*Your task*
Rewrite the lines below, from the first one up to and including the line with "420;225;740;259", as a JSON list of strings with one string per line and blank lines omitted.
** start Record excerpts **
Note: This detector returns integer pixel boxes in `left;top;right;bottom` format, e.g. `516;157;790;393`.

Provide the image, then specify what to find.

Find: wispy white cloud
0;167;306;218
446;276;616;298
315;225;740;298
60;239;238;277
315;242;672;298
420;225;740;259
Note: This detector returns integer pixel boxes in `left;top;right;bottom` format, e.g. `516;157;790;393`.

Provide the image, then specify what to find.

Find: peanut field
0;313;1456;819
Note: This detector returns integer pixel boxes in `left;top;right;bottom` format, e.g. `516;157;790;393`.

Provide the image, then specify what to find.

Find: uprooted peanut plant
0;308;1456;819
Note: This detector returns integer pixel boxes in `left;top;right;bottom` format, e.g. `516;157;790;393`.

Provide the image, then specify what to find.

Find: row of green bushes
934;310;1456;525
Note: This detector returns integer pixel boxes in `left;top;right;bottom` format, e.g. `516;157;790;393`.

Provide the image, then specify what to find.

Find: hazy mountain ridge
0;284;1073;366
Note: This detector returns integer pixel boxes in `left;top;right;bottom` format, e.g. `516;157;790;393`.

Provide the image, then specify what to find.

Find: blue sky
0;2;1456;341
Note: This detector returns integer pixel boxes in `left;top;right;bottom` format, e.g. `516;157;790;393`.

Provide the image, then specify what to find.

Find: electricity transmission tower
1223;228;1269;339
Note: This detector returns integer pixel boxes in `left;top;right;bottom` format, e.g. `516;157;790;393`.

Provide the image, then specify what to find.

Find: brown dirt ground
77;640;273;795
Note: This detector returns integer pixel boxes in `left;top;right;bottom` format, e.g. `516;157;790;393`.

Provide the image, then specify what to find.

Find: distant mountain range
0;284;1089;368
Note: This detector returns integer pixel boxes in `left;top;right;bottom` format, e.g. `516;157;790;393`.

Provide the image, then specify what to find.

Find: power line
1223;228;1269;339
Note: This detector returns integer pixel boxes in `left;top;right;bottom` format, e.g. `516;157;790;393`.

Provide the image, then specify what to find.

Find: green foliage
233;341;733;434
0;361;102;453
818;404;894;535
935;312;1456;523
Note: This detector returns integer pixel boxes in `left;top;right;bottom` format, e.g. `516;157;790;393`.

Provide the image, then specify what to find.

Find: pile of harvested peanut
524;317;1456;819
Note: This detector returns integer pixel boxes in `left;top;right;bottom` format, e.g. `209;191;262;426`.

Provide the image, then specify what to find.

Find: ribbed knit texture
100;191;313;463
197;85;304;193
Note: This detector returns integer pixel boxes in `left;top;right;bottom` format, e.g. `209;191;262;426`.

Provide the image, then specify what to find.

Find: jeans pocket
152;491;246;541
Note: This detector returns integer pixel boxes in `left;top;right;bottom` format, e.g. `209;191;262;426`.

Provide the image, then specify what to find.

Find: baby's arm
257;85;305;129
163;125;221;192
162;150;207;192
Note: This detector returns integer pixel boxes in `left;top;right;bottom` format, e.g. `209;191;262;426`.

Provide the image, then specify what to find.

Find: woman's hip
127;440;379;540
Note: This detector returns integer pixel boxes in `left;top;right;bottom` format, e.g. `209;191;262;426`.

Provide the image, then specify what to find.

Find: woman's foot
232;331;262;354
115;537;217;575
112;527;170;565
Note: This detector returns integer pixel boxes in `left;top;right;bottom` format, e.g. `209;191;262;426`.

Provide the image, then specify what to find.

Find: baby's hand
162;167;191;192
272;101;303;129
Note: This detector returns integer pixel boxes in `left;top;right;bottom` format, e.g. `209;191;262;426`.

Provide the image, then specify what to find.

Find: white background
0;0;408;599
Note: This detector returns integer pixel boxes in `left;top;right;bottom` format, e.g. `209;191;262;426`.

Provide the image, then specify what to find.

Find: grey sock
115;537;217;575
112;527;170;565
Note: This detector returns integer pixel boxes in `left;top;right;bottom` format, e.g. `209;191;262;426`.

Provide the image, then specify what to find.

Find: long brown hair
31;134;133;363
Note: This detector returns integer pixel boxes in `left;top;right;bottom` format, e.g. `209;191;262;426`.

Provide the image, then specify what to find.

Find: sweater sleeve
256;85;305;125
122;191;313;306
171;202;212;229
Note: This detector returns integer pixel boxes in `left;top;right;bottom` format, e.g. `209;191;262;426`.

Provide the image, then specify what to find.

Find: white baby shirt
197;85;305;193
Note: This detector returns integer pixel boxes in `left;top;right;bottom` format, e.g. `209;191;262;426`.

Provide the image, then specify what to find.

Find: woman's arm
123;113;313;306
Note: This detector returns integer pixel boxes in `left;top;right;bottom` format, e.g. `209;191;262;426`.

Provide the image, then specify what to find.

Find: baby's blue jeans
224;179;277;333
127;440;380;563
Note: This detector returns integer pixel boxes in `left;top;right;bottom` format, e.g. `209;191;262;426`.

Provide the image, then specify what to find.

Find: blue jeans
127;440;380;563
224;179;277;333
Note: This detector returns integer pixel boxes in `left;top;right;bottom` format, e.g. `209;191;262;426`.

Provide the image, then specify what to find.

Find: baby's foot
** end Record excerpts **
*Correct response*
[
  "Note: This detector returns integer pixel boxes in `left;top;right;bottom` format, e.g. `516;157;790;393`.",
  "Provide the image, then specify what to find.",
  "Find: wispy white cloud",
  "0;167;306;218",
  "446;276;616;298",
  "315;225;740;298",
  "60;239;238;277",
  "315;242;672;298",
  "420;225;740;259"
]